▶ **Document segment**:
----------------

California’s legislature passed a historic resolution on Tuesday that affirms the rights of intersex people.
The resolution, SCR-110, formally condemns unnecessary surgery on intersex babies that is often performed by doctors to “correct” the child’s genitals. The resolution defines intersex people as “individuals born with variations in their physical sex characteristics” and who “may present with differences in genital anatomy, internal reproductive structures, chromosomes, or hormonal variations.”
The resolution was introduced by state Sen. Scott Wiener (D) and co-sponsored by social justice organizations interACT and Equality California.
“Our resolution (
#SCR110) urging the medical profession to delay medically unnecessary genital surgeries on #intersex babies has now fully passed the CA Legislature,” Wiener tweeted on Tuesday. “This is the first time a state has gone on record supporting the intersex community & opposing these surgeries.”

----------------

Referring expression data:
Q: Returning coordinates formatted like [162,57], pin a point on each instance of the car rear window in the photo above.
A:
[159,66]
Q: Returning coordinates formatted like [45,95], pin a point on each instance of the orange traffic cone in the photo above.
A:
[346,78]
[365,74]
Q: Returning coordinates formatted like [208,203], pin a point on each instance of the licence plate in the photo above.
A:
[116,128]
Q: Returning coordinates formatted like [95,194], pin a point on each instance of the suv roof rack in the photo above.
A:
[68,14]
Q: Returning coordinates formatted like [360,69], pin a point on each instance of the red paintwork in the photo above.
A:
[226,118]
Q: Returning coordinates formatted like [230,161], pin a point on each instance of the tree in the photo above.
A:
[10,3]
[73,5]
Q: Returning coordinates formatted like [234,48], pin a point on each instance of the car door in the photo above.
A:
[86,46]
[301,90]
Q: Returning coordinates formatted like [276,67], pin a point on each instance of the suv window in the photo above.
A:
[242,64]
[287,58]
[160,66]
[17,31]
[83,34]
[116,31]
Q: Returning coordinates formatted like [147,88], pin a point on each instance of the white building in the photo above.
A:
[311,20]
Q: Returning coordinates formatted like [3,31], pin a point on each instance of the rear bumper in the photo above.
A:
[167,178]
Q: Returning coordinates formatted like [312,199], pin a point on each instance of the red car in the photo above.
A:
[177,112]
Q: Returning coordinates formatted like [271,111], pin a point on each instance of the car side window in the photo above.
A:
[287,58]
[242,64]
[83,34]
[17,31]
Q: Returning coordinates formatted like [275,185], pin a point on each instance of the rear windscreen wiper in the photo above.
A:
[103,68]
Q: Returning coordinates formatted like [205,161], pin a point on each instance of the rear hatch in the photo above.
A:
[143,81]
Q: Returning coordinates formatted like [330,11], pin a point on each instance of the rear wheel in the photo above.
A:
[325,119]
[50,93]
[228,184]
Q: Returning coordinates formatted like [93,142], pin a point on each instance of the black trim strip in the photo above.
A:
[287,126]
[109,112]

----------------

▶ **Tasks to complete**:
- a) From the text on California's intersex resolution, list the kinds of difference that its definition says intersex people may present with.
- b) Resume the article about California's intersex-rights resolution, picking up after its final sentence.

▶ **Responses per task**:
- a)
- Genital anatomy
- Internal reproductive structures
- Chromosomes
- Hormonal variations

- b)
Intersex individuals, who account for 1 to 2 percent of the population, often present with ambiguous genitalia that don’t fall perfectly into the cisgender male and female categories. This atypical anatomy can present as a larger-than-normal clitoris, lacking a vaginal opening or a scrotum that is divided, making it look more like labia.
Beginning in the 1950s, parents were given the choice to “correct” the child’s genitals at birth or shortly after. Many intersex advocates argue, however, that infants and children are too young to consent to such an invasive and often identity-altering surgery.
“These surgeries are often performed before a child can even speak or stand, meaning the intersex individual is excluded from the decision whether to undergo these irreversible procedures,” the resolution reads.
Surgeries like these can cause “severe psychological and physiological harm,” the resolution states, including scarring, urinary incontinence, loss of sexual sensation, post-traumatic stress disorder and incorrect gender assignment.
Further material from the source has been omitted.